▶

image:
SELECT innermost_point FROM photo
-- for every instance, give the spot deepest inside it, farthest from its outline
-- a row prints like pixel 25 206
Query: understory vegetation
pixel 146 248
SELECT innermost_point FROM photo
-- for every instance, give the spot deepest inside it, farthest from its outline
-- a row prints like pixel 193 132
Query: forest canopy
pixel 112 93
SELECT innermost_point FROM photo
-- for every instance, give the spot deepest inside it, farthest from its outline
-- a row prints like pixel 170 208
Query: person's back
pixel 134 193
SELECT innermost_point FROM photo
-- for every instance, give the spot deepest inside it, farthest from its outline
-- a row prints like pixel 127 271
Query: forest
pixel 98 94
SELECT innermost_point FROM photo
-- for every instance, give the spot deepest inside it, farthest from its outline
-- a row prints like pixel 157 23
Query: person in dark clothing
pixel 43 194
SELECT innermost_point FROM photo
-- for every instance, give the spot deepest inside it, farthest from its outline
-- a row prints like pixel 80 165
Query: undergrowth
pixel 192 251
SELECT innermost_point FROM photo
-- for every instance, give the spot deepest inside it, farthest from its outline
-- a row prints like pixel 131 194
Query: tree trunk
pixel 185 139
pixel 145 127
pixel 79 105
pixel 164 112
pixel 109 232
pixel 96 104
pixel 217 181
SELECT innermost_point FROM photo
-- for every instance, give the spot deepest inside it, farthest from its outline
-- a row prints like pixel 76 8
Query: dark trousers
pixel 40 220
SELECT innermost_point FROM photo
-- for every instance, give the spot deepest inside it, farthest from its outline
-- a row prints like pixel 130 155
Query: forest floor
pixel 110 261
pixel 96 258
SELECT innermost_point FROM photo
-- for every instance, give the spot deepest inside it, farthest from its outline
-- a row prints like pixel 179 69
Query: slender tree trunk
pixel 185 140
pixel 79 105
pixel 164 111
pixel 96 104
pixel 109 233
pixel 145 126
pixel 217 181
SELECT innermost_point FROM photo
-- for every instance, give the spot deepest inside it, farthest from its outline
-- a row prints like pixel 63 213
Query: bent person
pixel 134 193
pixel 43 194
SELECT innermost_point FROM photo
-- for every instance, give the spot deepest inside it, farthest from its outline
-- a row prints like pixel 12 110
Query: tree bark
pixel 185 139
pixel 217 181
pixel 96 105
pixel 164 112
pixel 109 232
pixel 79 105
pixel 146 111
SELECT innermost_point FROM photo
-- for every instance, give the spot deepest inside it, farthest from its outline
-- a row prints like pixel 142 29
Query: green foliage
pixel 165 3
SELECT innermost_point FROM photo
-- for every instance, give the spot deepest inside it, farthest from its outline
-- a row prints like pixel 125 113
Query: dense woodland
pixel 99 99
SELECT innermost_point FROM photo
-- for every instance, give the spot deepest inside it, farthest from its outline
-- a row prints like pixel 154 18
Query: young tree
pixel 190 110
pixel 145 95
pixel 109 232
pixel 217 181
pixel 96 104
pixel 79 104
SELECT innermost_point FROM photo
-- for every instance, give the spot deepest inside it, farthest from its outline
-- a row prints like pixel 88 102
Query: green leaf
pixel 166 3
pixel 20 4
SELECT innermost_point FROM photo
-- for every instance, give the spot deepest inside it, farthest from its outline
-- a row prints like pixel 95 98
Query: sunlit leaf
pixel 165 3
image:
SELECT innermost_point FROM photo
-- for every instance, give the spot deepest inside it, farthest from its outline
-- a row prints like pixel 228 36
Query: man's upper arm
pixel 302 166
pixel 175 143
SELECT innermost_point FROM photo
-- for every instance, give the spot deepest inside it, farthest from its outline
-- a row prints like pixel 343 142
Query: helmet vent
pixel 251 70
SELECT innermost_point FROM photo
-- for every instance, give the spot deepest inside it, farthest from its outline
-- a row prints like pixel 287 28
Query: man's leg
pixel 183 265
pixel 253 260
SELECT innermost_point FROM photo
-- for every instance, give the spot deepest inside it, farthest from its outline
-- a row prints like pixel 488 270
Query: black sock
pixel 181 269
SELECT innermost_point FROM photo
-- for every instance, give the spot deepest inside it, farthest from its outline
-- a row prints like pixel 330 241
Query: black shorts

◀

Please restate word for word only the lines running from the line that contains "Query: sunlit leaf" to the final line of the listing above.

Query: sunlit leaf
pixel 165 3
image:
SELECT innermost_point FROM photo
-- for every instance, give the spot deepest inside it, farthest from its outline
-- a row prints like pixel 228 36
Query: man's upper arm
pixel 302 166
pixel 175 143
SELECT innermost_point FROM photo
-- for every instance, give the spot deepest inside it, farthest from its outline
-- a row prints like pixel 343 142
Query: helmet vent
pixel 251 70
SELECT innermost_point FROM photo
-- for every instance, give the spot deepest inside it, farthest from its outline
-- a row prints like pixel 287 28
Query: man's leg
pixel 183 265
pixel 253 260
SELECT innermost_point FROM photo
-- for every instance, give the spot deepest inside it, farthest from its outline
-- a row prints like pixel 488 270
Query: black sock
pixel 181 269
SELECT innermost_point FROM photo
-- for every instance, give the spot deepest inside it, farthest from its outline
-- a row prints like pixel 330 241
Query: black shorts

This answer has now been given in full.